● **EXERCISE OBJECTIVE**
Reproduce the part of the items that opens with the line containing "Locate the dark blue dress" and closes with the line containing "x=353, y=47", substituting "one point per instance" for every occurrence of "a point for each instance" and leaving everything else unchanged. Output only those lines.

● **GIVEN ENTRIES**
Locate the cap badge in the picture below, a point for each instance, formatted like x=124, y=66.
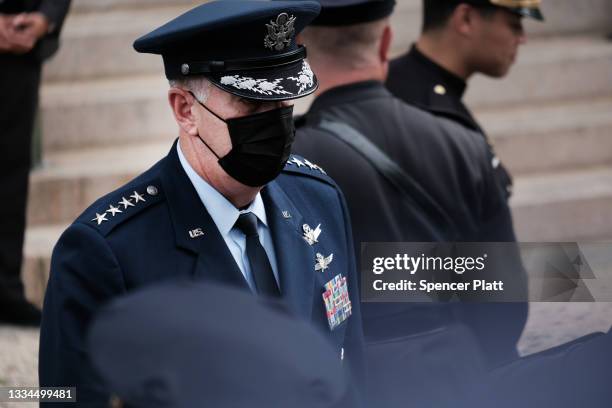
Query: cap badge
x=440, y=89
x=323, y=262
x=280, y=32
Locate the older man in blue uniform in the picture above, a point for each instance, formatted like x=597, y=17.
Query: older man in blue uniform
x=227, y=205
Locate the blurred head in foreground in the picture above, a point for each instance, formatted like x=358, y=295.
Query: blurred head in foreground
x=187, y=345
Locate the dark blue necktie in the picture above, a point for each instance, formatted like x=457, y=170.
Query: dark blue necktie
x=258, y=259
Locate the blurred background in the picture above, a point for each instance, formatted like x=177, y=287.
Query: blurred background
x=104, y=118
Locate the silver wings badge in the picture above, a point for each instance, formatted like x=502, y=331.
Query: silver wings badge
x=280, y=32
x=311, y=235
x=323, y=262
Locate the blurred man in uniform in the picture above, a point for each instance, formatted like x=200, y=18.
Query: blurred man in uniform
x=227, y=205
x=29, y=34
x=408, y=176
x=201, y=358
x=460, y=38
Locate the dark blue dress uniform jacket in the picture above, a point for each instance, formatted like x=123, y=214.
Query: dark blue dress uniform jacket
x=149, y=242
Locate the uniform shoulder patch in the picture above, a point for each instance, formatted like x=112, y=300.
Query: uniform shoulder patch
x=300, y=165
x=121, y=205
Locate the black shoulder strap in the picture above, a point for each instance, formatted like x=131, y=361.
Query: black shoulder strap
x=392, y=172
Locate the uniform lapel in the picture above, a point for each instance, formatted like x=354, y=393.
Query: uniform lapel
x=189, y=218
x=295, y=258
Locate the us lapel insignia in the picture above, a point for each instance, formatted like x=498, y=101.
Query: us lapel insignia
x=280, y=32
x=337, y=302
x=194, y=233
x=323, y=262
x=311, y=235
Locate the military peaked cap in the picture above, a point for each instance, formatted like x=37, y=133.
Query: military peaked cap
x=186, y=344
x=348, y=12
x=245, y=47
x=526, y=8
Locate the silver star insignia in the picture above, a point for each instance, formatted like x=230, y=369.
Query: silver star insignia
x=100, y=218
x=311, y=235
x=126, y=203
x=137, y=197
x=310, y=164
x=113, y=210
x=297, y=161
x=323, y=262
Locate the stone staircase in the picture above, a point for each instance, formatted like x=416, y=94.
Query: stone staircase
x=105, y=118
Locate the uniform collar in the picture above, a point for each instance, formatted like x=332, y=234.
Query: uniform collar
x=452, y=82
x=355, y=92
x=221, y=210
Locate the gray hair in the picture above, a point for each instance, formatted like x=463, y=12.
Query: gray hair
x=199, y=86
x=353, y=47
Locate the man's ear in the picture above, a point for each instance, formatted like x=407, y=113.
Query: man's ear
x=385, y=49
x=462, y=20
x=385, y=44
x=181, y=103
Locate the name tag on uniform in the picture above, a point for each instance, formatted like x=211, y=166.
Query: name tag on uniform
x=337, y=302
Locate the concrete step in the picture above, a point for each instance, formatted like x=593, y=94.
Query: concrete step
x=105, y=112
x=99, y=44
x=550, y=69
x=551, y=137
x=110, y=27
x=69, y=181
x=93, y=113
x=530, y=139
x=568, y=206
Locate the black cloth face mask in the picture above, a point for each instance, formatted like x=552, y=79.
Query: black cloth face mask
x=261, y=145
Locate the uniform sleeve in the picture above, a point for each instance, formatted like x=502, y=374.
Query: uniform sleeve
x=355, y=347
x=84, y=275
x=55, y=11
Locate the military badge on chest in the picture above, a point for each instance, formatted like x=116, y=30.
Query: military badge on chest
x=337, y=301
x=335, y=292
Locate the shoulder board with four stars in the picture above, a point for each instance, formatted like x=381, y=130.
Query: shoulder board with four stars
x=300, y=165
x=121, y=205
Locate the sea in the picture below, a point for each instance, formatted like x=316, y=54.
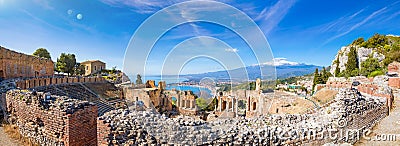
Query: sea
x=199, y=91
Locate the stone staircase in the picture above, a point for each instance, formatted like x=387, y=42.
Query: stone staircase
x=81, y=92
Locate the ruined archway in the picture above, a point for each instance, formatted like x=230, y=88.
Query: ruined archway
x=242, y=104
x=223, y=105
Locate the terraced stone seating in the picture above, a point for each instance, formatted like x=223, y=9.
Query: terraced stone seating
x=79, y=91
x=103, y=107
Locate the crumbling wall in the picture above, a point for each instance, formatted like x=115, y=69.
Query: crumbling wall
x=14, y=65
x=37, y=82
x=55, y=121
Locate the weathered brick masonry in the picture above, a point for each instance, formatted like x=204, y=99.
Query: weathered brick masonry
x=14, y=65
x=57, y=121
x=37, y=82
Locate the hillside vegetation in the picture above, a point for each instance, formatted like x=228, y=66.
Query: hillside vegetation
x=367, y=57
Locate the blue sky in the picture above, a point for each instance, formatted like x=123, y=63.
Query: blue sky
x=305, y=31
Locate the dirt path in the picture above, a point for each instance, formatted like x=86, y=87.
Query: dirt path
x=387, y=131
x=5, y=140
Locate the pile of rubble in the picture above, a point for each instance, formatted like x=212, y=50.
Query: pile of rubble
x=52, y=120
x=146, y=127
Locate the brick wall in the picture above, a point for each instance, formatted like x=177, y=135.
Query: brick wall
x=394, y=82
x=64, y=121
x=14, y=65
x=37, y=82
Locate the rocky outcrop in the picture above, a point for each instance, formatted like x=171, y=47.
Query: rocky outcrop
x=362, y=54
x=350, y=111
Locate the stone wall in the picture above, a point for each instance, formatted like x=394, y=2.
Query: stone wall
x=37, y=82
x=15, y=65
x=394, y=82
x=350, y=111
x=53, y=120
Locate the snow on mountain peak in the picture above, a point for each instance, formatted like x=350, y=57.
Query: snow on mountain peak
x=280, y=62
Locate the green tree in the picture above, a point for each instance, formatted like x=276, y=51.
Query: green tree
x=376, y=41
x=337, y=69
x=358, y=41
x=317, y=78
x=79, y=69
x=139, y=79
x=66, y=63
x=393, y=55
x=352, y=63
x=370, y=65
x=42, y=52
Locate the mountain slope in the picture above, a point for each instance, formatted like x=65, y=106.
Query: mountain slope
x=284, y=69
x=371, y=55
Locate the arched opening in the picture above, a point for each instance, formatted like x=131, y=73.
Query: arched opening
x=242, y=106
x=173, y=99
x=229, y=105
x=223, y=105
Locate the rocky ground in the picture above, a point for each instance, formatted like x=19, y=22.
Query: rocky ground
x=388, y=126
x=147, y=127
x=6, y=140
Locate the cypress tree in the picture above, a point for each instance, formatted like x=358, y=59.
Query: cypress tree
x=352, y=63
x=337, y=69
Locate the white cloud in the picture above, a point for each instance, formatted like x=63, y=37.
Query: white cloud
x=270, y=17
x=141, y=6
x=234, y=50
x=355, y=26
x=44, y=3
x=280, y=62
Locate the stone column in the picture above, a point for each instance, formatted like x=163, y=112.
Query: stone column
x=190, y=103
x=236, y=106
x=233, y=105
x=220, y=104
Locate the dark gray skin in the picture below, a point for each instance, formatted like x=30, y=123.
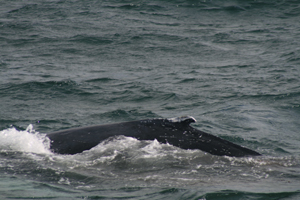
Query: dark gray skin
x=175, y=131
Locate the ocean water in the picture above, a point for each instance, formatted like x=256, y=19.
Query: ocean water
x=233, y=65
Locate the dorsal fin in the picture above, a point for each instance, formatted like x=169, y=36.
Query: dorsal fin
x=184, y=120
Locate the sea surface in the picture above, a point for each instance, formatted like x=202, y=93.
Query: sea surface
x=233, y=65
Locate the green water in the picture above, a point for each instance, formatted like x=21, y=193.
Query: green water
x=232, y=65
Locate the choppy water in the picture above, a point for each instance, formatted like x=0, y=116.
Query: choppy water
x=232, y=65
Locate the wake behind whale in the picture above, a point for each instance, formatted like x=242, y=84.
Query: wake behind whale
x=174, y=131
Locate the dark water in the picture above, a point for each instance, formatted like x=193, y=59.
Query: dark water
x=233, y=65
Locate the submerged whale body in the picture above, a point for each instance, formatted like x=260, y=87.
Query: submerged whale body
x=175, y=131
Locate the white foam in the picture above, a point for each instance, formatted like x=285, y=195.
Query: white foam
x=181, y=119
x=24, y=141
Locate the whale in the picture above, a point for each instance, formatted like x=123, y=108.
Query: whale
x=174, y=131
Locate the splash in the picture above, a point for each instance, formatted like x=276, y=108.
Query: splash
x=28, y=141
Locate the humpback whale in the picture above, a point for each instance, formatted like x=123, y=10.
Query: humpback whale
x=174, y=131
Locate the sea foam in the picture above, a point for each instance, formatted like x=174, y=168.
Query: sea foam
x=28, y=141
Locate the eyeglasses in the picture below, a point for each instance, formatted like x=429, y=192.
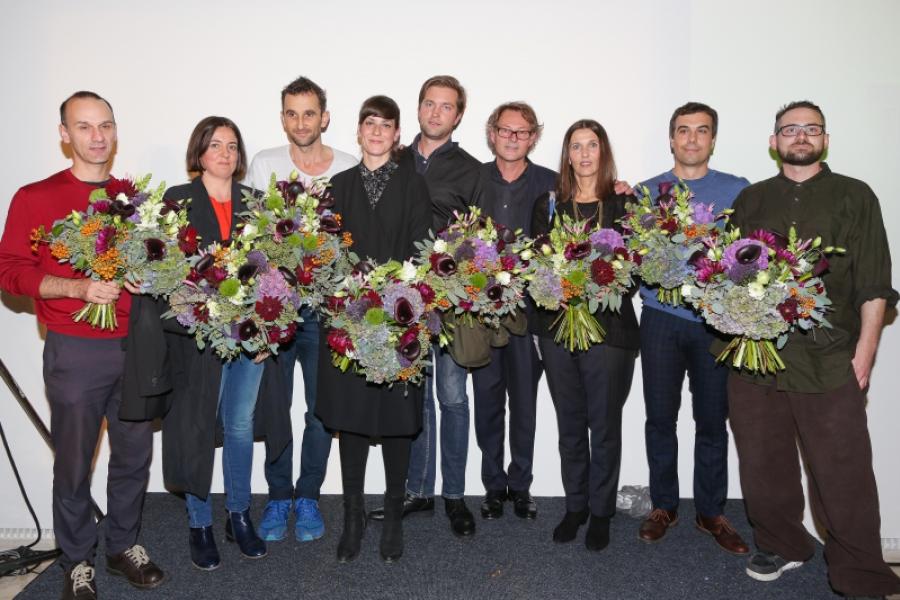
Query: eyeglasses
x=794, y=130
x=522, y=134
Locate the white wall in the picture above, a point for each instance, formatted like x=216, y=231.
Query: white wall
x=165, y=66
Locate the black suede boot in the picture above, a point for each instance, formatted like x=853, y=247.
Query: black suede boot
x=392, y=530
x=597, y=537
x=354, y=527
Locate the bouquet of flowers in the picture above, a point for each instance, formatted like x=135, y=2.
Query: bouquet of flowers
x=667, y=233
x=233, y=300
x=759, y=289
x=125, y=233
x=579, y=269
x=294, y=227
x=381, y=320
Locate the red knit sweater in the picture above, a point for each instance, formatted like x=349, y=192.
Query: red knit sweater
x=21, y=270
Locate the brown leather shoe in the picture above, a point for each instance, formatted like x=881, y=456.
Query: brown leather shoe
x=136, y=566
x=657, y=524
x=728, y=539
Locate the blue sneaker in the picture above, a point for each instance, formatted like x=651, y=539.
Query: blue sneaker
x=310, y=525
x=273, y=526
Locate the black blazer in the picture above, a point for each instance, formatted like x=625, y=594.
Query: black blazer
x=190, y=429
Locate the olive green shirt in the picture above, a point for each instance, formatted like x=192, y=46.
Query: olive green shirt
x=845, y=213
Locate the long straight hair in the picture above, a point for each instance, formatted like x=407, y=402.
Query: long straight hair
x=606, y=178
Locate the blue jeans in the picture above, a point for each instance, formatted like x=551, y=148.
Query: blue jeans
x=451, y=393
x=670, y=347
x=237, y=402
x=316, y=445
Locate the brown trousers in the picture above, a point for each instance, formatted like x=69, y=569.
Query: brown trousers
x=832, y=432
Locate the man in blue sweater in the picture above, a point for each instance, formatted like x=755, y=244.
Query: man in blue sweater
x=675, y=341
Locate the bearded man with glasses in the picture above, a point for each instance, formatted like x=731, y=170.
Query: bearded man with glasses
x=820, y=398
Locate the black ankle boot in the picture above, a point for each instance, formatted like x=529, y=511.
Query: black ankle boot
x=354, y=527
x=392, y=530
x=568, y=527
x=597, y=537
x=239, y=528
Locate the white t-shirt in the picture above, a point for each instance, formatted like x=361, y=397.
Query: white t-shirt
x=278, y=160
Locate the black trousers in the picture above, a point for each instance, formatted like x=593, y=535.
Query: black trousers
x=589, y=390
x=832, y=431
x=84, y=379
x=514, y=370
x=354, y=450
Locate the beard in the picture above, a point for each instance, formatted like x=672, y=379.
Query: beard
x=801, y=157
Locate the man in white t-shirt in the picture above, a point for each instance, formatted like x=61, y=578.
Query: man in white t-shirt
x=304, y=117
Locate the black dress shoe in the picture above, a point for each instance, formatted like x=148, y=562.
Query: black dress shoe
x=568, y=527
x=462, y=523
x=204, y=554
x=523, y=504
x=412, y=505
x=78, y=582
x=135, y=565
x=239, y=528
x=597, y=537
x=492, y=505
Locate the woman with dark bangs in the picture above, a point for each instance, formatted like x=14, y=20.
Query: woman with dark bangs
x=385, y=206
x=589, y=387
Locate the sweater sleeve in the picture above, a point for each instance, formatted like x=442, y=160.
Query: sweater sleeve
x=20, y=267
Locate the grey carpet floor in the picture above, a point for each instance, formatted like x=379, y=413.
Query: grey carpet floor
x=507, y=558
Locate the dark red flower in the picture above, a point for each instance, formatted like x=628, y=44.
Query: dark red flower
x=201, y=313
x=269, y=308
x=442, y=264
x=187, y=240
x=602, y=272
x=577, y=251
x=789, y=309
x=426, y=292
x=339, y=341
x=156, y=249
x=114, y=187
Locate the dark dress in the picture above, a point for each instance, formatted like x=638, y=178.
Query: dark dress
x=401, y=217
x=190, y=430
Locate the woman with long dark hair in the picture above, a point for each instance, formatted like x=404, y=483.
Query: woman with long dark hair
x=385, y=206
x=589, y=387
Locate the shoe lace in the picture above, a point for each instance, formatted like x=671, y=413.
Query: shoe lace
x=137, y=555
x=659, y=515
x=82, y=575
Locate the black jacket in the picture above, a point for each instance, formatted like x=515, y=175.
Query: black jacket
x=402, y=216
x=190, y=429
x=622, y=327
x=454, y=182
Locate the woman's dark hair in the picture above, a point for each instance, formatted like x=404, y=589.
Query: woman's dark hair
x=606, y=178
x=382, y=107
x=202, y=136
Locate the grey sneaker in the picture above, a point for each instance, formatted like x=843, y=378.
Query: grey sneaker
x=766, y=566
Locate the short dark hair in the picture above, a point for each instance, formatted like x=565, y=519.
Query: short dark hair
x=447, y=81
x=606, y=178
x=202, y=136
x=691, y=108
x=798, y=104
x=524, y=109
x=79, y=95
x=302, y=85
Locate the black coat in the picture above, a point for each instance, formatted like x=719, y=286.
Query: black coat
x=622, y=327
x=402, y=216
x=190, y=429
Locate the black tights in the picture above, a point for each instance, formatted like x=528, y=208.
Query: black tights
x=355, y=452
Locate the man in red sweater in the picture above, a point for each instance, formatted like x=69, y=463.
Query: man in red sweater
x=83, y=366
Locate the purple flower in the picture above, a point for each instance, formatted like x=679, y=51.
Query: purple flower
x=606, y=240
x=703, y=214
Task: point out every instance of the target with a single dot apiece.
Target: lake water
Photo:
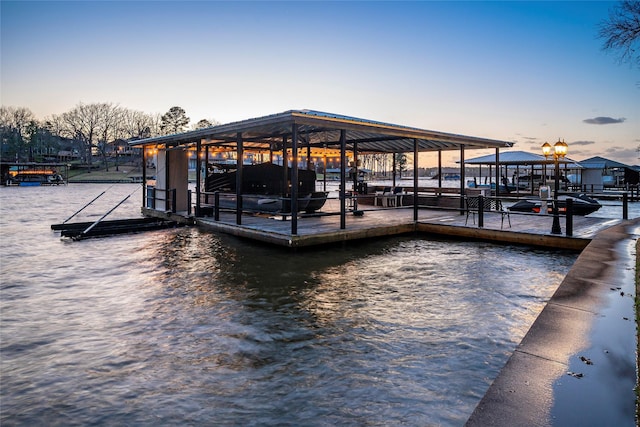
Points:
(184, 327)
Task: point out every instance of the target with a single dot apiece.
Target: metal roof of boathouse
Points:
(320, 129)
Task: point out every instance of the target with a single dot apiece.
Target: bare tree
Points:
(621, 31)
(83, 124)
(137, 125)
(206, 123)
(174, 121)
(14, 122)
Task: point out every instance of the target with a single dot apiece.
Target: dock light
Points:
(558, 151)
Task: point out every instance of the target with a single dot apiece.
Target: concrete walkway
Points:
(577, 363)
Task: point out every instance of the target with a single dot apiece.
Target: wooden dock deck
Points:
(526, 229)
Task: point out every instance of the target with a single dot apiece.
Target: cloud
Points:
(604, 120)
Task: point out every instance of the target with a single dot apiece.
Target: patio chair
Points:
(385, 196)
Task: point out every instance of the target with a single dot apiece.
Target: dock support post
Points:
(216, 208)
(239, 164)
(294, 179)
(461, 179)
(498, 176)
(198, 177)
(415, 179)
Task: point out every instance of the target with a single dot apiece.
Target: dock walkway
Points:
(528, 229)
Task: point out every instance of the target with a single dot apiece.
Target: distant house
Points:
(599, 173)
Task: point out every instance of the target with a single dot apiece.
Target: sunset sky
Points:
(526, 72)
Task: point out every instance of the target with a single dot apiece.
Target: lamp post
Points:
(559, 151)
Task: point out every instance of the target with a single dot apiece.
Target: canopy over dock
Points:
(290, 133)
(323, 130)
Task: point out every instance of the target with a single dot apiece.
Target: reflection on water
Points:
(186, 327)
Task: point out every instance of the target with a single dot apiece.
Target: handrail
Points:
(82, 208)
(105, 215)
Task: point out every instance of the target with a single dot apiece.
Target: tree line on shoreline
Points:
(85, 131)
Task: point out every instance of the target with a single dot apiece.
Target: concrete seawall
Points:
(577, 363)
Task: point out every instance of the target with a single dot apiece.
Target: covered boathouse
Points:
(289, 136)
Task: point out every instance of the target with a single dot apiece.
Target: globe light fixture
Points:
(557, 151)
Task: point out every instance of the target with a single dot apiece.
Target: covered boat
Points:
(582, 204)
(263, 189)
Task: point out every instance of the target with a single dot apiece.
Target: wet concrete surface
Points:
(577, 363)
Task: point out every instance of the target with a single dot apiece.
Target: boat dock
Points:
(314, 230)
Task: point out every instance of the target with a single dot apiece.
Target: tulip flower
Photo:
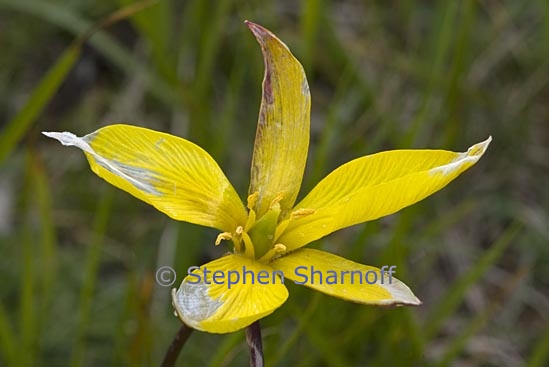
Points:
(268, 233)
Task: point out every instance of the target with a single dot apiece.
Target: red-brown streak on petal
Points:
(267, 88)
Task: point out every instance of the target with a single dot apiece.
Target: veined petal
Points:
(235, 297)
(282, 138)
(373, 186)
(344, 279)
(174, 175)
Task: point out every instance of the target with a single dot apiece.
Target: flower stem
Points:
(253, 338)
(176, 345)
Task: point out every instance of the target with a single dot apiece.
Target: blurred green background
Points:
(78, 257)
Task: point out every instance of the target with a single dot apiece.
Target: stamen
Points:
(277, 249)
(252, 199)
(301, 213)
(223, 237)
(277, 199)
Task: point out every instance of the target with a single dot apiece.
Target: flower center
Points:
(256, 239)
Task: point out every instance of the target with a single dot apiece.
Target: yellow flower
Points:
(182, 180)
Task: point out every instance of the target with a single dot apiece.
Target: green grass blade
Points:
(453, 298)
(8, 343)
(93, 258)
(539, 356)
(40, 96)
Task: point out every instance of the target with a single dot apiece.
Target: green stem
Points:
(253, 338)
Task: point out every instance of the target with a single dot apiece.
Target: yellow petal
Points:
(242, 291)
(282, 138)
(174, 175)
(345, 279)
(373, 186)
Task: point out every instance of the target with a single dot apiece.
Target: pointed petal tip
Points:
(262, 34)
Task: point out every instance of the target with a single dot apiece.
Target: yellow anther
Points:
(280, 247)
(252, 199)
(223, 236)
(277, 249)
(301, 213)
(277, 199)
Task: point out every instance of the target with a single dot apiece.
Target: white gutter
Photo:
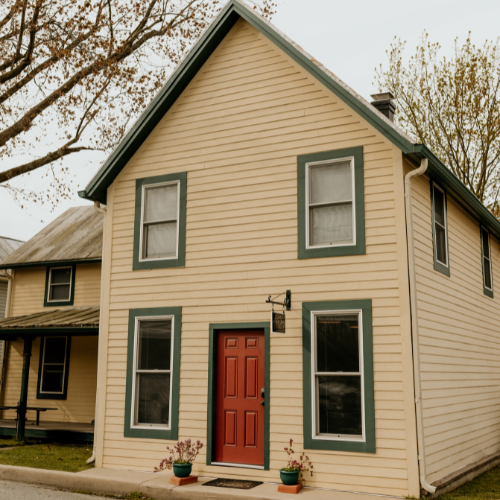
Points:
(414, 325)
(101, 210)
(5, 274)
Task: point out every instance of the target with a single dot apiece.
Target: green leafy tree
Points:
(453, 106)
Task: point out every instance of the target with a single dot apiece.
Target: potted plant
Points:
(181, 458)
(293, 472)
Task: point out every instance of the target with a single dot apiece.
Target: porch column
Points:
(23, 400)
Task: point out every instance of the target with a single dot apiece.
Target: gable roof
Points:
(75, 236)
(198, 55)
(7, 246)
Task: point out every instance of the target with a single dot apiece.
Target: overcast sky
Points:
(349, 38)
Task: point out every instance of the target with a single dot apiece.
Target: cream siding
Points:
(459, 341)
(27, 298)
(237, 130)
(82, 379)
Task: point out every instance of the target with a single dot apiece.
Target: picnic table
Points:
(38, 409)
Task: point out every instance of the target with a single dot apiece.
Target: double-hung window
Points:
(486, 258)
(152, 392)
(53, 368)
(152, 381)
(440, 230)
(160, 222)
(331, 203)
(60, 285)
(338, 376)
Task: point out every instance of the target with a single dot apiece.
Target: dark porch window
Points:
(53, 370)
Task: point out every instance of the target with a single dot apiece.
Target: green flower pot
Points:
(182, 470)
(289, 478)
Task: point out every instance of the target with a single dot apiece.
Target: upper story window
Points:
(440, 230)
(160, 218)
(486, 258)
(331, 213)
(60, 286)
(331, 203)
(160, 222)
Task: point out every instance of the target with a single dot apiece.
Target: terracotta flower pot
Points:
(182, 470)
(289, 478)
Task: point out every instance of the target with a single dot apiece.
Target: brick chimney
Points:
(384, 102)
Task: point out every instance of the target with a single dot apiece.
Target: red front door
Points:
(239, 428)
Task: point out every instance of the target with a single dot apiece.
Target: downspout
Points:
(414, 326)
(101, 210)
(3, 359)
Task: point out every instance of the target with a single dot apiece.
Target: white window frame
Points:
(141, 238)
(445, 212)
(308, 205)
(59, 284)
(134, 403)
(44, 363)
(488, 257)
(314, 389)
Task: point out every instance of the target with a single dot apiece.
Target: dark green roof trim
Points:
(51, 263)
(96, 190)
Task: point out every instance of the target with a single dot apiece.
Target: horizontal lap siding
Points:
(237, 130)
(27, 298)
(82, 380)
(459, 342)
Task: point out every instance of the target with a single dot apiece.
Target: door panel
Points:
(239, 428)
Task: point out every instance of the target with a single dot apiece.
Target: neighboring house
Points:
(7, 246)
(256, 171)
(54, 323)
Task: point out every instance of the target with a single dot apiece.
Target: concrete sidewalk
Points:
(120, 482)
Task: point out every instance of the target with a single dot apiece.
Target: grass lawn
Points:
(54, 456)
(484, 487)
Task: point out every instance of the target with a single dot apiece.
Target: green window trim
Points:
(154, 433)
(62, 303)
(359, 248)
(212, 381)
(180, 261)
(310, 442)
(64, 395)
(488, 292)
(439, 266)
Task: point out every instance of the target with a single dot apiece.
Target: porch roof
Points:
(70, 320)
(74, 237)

● **PROBLEM SOLUTION**
Locate the dark blue dress uniform jacket in the picture above, one point per instance, formatted like x=123, y=214.
Query: dark blue dress uniform jacket
x=149, y=242
Locate the uniform shoulder patch in the picture above, one point per instance, formatted like x=112, y=300.
Query: uniform shoulder patch
x=300, y=165
x=121, y=205
Locate the black shoulder strap in the picture above, one point per instance, formatted like x=131, y=361.
Query: black shoulder strap
x=392, y=172
Locate the uniform lapel in the picture above, one point per instance, formatted like x=354, y=393.
Query: uniform lapel
x=189, y=218
x=295, y=258
Locate the us lapel insignia in the picture above, one point per instance, formatted like x=498, y=101.
Query: us lapel insignia
x=280, y=32
x=337, y=302
x=194, y=233
x=323, y=262
x=311, y=235
Locate the military peaked cap in the picture above, one point per instance, formatted like x=37, y=133.
Query: military peaked cap
x=186, y=344
x=348, y=12
x=245, y=47
x=526, y=8
Locate the silver star insignia in the picture above, one point per instance, formatted like x=230, y=369.
Query: silver star insignia
x=100, y=218
x=311, y=235
x=126, y=203
x=137, y=197
x=310, y=164
x=113, y=210
x=297, y=161
x=323, y=262
Locate the stone staircase in the picture above, one point per instance, formatted like x=416, y=94.
Query: stone staircase
x=105, y=118
Locate the uniform collar in the picture above, one point per instance, formatted like x=332, y=234.
Query: uniform collar
x=452, y=82
x=355, y=92
x=221, y=210
Locate the gray hair in the picture above, one point per instance, formatted like x=463, y=12.
Query: gray hair
x=199, y=86
x=353, y=47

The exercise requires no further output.